Foi por isso que na reta final do processo, no período para correções na redação da lei (que normalmente existe para corrigir gralhas ou erros menores no processo de construção de um diploma), o PS pediu que fosse feita a correção — até porque, caso contrário, não poderia avançar com o seu pedido de reclamação para o Palácio Ratton. Embora ambos os diplomas tivessem sido aprovados por maioria absoluta no Parlamento, como é exigido no caso das leis orgânicas (daí que fosse necessário um acordo entre vários partidos), só uma — a Lei da Nacionalidade — era classificada formalmente como uma lei orgânica; o diploma que estabelece os casos em que a nacionalidade pode ser retirada é que não.

A correção foi, por isso, pedida pelo PS, num pedido feito a 10 de novembro e transcrito nos diários da Assembleia da República em que os socialistas apresentavam uma “reclamação contra inexatidão” e lembrando que, tratando-se de “matéria que deve revestir a forma de lei orgânica”, e tendo o diploma sido votado com base nesses pressupostos, o preâmbulo não previa essa classificação.

E aí, denunciavam os socialistas, residia um “risco de inconstitucionalidade formal”, caso a nova lei fosse submetida de forma “errada”, pedindo assim a “correção do erro”. Num despacho posterior, o presidente da Assembleia da República, José Pedro Aguiar-Branco, dava razão aos socialistas, confirmando que existia um “lapso” pela “omissão da expressão lei orgânica” e permitindo que a formulação que consta no texto fosse corrigida. Isto permitia, também, que os deputados do PS enviassem então esta segunda parte da lei da nacionalidade — separada do diploma inicial, para evitar dúvidas sobre a inconstitucionalidade de toda a lei — para os magistrados do Palácio Ratton.

**Sobre a tarefa**
Escreva, por favor, a continuação do excerto sobre o pedido do PS para corrigir a lei da nacionalidade, a partir da última frase apresentada. A listagem apresentada a seguir ao excerto tem outra origem.

**Material fornecido**

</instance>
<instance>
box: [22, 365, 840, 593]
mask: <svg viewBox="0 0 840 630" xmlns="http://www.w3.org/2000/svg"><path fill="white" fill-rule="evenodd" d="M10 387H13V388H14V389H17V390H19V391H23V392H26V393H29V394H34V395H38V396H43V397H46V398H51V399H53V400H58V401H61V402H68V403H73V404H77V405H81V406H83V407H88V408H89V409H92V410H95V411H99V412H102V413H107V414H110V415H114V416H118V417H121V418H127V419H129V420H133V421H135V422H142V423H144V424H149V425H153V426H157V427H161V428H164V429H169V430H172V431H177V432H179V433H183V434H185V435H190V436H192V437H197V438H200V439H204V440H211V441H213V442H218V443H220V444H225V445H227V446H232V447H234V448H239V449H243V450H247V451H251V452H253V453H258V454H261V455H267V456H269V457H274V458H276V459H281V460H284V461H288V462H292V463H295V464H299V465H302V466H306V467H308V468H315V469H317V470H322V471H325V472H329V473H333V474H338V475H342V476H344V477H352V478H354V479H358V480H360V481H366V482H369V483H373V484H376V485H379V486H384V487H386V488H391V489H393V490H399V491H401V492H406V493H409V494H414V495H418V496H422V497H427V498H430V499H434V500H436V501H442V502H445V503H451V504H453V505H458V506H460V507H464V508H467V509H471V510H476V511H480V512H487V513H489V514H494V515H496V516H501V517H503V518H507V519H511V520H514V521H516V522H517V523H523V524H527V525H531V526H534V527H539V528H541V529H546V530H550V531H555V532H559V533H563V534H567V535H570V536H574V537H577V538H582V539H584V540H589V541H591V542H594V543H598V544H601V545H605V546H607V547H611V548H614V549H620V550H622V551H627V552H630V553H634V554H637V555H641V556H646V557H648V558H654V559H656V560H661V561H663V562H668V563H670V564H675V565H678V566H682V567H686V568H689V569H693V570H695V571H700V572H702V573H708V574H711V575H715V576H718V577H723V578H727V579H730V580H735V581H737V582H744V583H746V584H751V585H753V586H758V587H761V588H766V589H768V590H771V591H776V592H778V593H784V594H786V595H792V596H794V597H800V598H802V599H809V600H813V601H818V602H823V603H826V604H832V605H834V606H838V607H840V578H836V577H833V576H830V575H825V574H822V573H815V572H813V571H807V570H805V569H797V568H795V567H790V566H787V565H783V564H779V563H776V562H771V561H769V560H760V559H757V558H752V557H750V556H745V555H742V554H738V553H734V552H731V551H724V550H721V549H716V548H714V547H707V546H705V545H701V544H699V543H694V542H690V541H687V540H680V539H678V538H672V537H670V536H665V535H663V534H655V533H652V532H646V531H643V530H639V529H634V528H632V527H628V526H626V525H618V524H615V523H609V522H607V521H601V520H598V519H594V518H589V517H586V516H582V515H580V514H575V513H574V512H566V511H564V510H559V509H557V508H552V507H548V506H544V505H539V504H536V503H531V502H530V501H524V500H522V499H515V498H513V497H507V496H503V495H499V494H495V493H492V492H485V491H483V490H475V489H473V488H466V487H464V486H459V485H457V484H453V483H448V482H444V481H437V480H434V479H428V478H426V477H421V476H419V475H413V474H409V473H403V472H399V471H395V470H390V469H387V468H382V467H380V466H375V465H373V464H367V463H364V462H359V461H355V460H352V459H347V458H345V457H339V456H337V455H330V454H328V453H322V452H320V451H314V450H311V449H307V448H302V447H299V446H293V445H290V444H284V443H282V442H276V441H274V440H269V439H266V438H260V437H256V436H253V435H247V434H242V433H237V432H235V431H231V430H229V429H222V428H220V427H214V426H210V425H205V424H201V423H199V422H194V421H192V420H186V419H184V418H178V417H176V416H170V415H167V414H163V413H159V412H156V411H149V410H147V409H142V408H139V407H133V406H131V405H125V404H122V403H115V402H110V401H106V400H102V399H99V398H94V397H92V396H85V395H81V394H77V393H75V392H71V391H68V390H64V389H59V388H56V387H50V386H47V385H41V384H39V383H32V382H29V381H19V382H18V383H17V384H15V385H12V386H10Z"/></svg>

**Área de resposta**
A interpretação sobre o que aconteceu neste processo de “correção do erro” é, no entanto, diversa. Ao Observador, o constitucionalista José de Melo Alexandrino faz uma análise particularmente dura, garantindo que não existe neste caso “nenhuma inexatidão” mas antes uma “negligência grosseira”, corrigida depois por um “despacho anómalo” de Aguiar-Branco.

“Bem podem PS e o PAR virar agora o bico ao prego depois de terem consumado esta alteração. Isto está patente no tratamento diferente que as duas votações — as normas do decreto 18 (o que prevê as normas para a perda da nacionalidade) — não foram votadas na especialidade no plenário, e sendo lei orgânica tinham de ser votadas alínea a alínea”, defende, apontando que as partes introdutórias dos dois decretos são assumidamente diferentes.

Já Aguiar-Branco, “a título de inexatidões, converte a água em vinho”, critica, argumentando que a aprovação no Parlamento é o “momento constitutivo das leis” e que a sua natureza não pode ser alterada a posteriori, numa fase prevista para pequenas correções (o artigo 156 do regimento da Assembleia da República estabelece que nesta fase “a comissão parlamentar não pode modificar o pensamento legislativo, devendo limitar-se a aperfeiçoar a sistematização do texto e o seu estilo e a assegurar a uniformidade da aplicação das regras de legística em uso na Assembleia da República”).

“Isto era a mesma coisa que daqui em diante o PAR qualificar uma lei comum como lei de revisão constitucional; trata-se de um ato inconstitucional e ilegal”, critica o mesmo constitucionalista, acusando o Parlamento de mostrar um “leviano conhecimento das regras jurídicas e políticas” e criticando o “precedente, que não se pode abrir”.

Por isso mesmo, e seguindo o raciocínio que apontava que a alteração ao Código Penal não se trataria de uma lei orgânica, o socialista e constitucionalista Vitalino Canas dizia este fim de semana, na rádio Observador, que esta não seria “submetida a fiscalização preventiva a pedido dos deputados” e que eventualmente o Presidente da República poderia tomar essa iniciativa.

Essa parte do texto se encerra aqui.